Supplied passage:
══════════
- Terminating sanctions in autonomous vehicle trade secret case
- FTC guidance on AI and deceptive and unfair trade practices
- FOIA request to the National Security Commission on AI
- Amazon and Microsoft moratoriums on police use of facial recognition technology
- ACLU litigation against facial recognition company
- New privacy litigation targets TikTok in California and Illinois
- Patent Office rules that AI cannot be named inventor
- QE wins summary judgment victory in trade secret and CFAA case
SPOTLIGHT – WERIDE LITIGATION
Terminating Sanctions in Autonomous Vehicle Trade Secret Case
Background. WeRide is an autonomous vehicle start-up with offices in Guangzhou and San Jose. As described in its complaint, WeRide spent tens of millions of dollars over 18 months to develop proprietary source code for self-driving cars. In early 2018, WeRide’s CEO, Jing Wang, was removed amid allegations that he stole trade secrets from Baidu, his former employer. Wang then founded a competing autonomous vehicle company, which he called AllRide, and made disparaging statements about WeRide to investors to divert funding to AllRide. In July 2018, Wang recruited WeRide’s Head of Hardware Technology, Kun Huang, to join AllRide. On his way out the door, Huang downloaded confidential information from WeRide using company-issued laptops, copied it onto at least three personal USB drives, and wiped the laptops clean before returning them to WeRide. In October 2018, AllRide posted a video to social media showing a self-driving car performing advanced maneuvers it could not have developed independently in the three months it had been in existence.
══════════
Pick up the WeRide trade secret write-up after its last sentence and add the next part. The records that come next are separate material and have no connection to the WeRide passage.
══════════
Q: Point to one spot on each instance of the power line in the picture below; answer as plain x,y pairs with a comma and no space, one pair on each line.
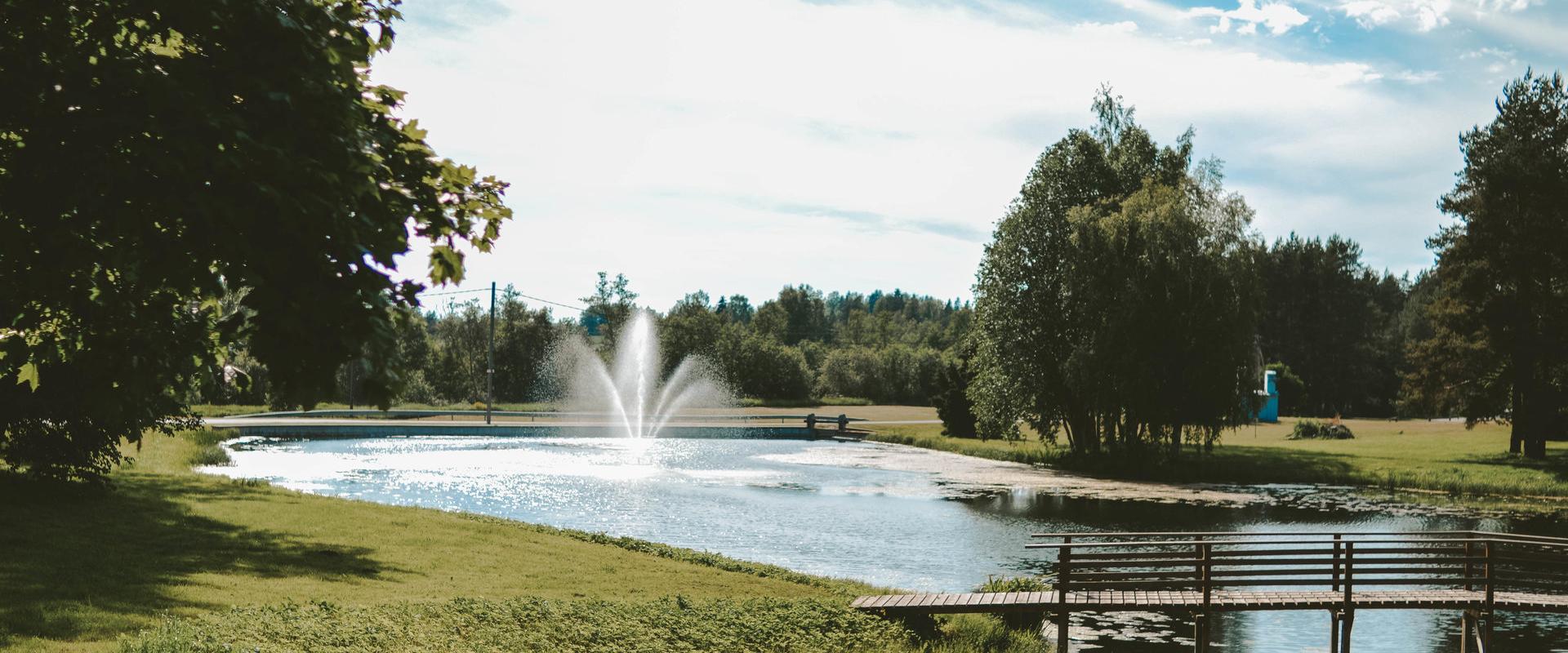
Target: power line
452,291
510,293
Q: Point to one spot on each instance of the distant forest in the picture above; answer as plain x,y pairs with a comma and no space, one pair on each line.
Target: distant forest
1333,327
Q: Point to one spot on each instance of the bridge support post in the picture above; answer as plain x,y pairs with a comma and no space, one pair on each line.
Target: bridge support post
1200,633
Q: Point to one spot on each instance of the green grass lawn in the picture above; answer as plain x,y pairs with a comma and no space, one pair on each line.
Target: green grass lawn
245,409
1392,455
262,567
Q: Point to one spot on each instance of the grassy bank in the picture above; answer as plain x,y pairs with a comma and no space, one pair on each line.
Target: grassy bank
1437,456
262,567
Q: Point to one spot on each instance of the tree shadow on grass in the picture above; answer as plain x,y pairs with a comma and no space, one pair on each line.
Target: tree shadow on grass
1225,464
1554,464
83,562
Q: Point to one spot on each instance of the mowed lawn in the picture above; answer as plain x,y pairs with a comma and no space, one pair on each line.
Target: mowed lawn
82,566
1414,455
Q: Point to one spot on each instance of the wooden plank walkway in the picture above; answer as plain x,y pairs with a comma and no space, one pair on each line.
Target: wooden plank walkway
1205,574
1218,602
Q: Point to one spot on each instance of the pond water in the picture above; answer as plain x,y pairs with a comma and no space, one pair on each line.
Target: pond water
813,508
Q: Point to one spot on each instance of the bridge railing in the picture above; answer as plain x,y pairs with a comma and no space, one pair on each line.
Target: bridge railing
419,414
1205,562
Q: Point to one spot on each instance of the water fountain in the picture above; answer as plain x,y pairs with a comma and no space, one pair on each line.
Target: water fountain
629,390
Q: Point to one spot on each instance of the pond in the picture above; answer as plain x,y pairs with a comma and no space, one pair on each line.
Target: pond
822,508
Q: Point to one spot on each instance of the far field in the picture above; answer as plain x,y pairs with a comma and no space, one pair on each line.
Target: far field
1413,455
1410,455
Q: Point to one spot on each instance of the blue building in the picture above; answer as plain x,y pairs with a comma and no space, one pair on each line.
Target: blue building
1271,409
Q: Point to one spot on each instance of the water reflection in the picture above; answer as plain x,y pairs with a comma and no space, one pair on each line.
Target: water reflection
745,499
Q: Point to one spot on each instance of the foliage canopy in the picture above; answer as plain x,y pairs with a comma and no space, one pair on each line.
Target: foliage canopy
1498,344
1118,300
156,153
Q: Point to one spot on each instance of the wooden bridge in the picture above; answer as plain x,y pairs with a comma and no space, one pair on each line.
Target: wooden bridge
1203,574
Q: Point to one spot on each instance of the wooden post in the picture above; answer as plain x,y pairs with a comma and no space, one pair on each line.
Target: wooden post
1063,615
1470,569
1338,539
490,362
1348,617
1484,620
1467,625
1200,620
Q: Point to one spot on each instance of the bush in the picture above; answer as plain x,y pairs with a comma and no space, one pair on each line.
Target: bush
533,625
1015,584
1313,429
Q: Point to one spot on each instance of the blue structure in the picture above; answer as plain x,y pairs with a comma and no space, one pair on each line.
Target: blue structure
1271,411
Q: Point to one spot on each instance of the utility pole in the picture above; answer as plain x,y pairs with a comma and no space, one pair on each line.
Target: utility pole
490,368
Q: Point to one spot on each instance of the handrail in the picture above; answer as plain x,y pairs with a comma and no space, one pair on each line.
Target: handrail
1343,562
1079,536
535,414
1295,542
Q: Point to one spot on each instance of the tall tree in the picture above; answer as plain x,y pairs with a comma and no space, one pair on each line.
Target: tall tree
1118,301
1334,323
797,315
610,306
1499,345
153,153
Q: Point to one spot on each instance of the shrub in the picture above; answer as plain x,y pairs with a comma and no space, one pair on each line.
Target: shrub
1313,429
532,625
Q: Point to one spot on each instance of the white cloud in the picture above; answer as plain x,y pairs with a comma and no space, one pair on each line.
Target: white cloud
1276,16
1432,15
1371,13
1125,27
1426,15
744,144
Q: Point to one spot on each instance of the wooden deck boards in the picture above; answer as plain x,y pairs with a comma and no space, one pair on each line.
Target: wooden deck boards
1220,600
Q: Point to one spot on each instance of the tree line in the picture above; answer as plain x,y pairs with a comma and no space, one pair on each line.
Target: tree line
1125,303
797,346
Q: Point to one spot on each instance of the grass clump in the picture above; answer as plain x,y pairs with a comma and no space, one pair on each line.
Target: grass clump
581,625
1437,456
1313,429
533,625
1015,584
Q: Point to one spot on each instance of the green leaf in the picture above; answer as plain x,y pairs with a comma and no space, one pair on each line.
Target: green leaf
27,375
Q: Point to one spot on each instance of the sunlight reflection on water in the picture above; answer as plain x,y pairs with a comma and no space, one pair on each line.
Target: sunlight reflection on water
789,503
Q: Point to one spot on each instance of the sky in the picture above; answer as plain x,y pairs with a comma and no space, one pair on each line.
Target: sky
739,146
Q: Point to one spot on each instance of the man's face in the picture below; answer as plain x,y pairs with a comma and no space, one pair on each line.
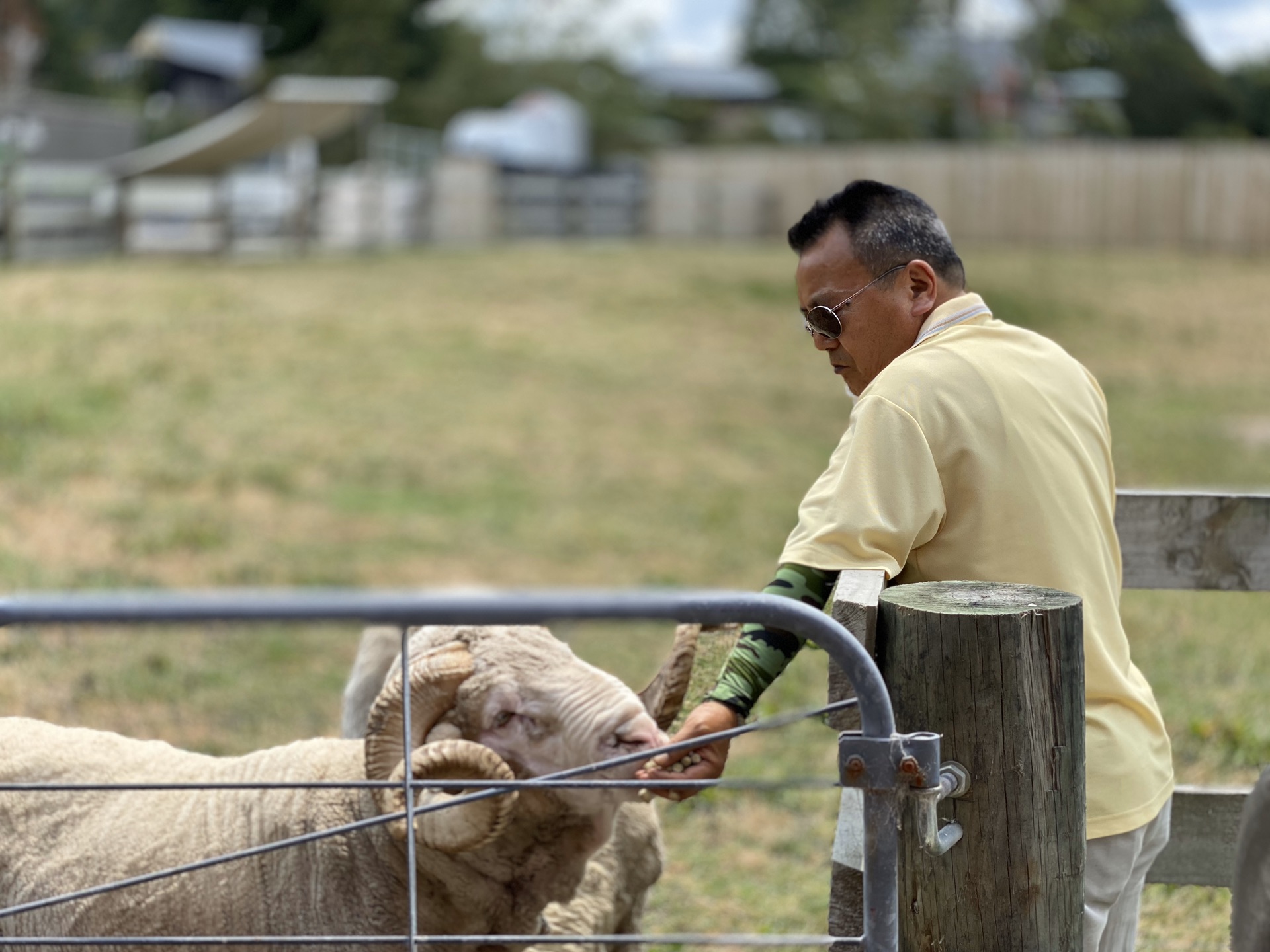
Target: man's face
879,324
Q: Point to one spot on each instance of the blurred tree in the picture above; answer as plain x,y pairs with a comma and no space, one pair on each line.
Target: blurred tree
853,63
1251,84
1171,89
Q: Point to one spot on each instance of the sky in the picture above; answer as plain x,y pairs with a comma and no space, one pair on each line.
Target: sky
709,32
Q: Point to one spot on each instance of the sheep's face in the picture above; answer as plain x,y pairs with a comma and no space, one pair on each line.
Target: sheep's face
544,710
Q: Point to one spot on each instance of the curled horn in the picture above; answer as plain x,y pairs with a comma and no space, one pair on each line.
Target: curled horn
455,829
665,695
435,680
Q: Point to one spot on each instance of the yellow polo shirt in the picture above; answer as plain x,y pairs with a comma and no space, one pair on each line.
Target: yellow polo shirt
984,452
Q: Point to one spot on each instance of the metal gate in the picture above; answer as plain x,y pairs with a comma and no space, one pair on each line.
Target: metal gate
886,764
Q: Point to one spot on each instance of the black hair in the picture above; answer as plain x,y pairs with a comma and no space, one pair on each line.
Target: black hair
887,225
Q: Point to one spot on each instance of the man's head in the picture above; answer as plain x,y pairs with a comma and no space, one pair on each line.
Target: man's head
855,238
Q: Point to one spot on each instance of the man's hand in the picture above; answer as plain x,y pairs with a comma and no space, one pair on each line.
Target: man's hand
702,764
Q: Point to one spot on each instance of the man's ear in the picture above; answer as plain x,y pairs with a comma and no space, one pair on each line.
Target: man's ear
922,287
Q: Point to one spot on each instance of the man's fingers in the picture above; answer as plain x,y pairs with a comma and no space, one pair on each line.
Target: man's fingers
686,767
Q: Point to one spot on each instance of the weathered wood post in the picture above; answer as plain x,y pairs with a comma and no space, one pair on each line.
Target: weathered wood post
1000,672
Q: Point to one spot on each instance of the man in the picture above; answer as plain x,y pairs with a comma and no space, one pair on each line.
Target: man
976,450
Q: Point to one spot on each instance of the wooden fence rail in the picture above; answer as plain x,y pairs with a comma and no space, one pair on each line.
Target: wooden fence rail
1169,193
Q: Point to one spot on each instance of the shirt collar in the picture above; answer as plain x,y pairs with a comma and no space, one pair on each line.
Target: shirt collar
954,311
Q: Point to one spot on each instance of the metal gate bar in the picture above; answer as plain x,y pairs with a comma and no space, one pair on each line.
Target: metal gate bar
875,754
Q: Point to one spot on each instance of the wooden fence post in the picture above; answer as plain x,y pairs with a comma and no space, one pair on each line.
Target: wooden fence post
999,669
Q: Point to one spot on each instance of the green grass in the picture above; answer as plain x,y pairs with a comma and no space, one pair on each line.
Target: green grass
570,415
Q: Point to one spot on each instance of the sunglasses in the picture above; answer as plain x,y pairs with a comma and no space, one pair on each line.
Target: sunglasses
825,320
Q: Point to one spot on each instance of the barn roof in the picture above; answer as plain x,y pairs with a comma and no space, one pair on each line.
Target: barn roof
288,108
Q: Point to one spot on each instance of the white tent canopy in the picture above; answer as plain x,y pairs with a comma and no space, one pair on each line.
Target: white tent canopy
291,107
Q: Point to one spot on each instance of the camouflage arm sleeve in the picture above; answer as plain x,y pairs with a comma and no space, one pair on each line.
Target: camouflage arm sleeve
761,654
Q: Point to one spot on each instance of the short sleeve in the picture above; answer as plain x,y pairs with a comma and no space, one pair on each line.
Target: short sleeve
879,499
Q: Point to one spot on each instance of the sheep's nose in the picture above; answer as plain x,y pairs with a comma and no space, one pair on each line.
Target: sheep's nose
640,733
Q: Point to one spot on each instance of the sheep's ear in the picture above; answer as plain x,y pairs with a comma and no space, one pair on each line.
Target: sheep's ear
665,695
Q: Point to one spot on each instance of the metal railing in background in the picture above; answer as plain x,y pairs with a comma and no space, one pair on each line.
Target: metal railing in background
886,764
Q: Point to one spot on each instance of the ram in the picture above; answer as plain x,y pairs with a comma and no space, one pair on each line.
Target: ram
487,703
614,890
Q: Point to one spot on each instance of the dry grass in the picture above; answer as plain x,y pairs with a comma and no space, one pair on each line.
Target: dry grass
593,415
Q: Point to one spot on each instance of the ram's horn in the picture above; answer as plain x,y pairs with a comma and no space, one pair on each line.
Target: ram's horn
435,680
665,695
454,829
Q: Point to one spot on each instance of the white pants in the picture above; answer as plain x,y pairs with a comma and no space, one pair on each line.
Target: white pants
1115,871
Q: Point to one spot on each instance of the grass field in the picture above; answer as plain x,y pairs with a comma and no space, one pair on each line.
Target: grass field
573,415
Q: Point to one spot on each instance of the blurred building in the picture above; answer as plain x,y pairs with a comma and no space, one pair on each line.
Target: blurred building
200,66
539,131
734,103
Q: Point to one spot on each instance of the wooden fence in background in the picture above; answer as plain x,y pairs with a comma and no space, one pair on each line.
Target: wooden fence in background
1197,541
1170,194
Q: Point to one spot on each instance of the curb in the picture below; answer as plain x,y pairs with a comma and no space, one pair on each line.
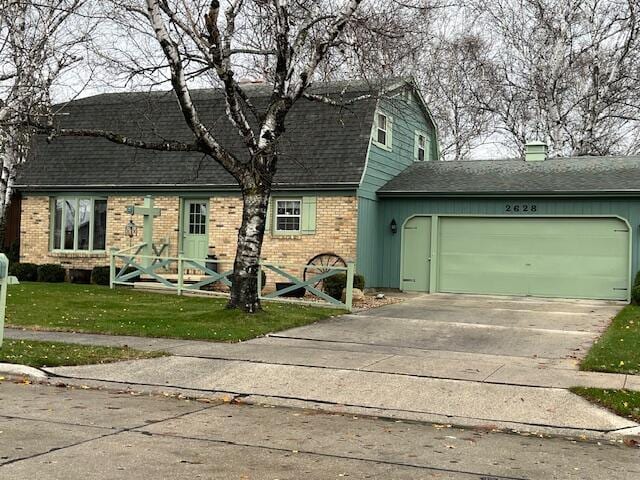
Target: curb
22,371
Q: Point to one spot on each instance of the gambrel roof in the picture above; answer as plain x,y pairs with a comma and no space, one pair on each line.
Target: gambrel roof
554,176
324,146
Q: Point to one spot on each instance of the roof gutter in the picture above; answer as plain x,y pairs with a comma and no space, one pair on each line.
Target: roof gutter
185,187
586,193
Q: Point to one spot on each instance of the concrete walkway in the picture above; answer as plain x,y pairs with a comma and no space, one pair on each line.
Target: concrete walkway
51,433
450,359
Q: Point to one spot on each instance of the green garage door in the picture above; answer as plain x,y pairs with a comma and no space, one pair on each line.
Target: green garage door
548,257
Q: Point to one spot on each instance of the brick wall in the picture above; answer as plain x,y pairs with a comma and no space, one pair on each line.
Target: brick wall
336,222
35,230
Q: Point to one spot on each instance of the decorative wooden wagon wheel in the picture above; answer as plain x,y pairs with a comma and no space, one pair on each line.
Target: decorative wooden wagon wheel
320,264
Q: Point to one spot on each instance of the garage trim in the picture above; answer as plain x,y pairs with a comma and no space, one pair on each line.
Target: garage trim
435,221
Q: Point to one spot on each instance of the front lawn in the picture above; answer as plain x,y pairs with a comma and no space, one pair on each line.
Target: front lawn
123,311
622,402
618,350
55,354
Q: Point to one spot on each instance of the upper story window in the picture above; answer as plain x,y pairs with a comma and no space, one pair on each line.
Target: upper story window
382,131
420,152
288,215
79,224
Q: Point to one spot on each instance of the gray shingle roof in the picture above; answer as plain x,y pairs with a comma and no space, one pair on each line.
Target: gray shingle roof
577,175
323,146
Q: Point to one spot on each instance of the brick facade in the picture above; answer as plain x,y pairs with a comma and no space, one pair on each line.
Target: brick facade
336,224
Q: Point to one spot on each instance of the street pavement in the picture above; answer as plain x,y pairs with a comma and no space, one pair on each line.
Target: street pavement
465,360
59,432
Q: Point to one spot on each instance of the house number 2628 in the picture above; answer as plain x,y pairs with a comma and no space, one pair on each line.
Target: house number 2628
518,208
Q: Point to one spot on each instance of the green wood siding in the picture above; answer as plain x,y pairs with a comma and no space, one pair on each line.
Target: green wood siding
382,166
400,209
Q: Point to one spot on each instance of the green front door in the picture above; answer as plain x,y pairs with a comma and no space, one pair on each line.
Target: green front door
195,230
416,261
547,257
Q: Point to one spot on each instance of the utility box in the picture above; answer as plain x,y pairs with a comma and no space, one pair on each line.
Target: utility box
5,281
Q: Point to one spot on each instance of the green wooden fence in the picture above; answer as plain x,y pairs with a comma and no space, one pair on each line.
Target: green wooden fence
5,281
129,267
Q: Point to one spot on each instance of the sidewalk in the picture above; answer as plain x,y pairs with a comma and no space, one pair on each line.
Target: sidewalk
439,364
390,381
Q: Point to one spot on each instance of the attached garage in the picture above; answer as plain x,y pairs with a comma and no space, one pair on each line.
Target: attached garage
563,227
573,257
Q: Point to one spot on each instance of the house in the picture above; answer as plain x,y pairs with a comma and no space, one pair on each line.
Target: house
76,190
360,182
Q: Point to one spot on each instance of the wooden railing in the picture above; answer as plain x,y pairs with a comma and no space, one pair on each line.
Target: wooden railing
128,267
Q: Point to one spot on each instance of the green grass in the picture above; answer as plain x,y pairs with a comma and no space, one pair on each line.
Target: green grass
622,402
123,311
55,354
618,350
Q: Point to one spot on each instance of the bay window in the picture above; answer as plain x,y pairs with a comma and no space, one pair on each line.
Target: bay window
79,224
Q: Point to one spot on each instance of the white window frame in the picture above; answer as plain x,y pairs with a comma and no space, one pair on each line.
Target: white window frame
276,230
388,131
75,200
416,152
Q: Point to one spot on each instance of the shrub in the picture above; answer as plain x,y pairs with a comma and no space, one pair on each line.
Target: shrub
13,252
635,295
334,284
51,273
25,272
100,275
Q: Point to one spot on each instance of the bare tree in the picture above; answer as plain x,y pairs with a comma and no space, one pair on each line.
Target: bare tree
202,42
37,46
567,72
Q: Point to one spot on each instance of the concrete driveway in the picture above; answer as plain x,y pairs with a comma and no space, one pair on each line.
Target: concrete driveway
549,331
498,361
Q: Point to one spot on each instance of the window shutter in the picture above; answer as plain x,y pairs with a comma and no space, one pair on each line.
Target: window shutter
268,224
308,226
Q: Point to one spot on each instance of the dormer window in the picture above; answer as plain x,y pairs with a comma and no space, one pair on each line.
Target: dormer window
382,133
420,150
══════════
Task answer:
Complaint and Causes of Action. A month after the video’s debut, WeRide—represented by Quinn Emanuel—filed a complaint in the Northern District of California for misappropriation of trade secrets against Wang, Huang, and AllRide. The complaint also asserted claims for breach of contract and breach of fiduciary duty against Wang and Huang, and claims for defamation and intentional interference with prospective economic advantage against Wang.
First Preliminary Injunction. In December 2018, WeRide moved for a preliminary injunction to prevent the defendants from continuing to use or disseminate WeRide’s trade secrets. Judge Davila of the Northern District of California granted the preliminary injunction against Huang and AllRide in March 2019, finding WeRide had shown it was likely to succeed on the merits of its trade secret misappropriation claims. Judge Davila also ordered the defendants to turn over any devices that had ever contained WeRide’s trade secrets to WeRide for inspection and granted expedited discovery into AllRide’s source code. Judge Davila declined, however, to enjoin Wang, based on Wang’s sworn insistence that he had “nothing to do” with AllRide.
Second Preliminary Injunction and Amended Complaint. Forensic analysis of the devices turned over by Huang pursuant to the preliminary injunction revealed overwhelming evidence showing that Wang was at the top of AllRide’s organization chart, contrary to his denials in response to the motion for preliminary injunction. At the same time, expert source code review showed AllRide’s source code did not match the capabilities it displayed in marketing materials and which its corporate representative testified AllRide had independently developed. To make matters worse, the defendants had created new shell companies to avoid discovery and the preliminary injunction.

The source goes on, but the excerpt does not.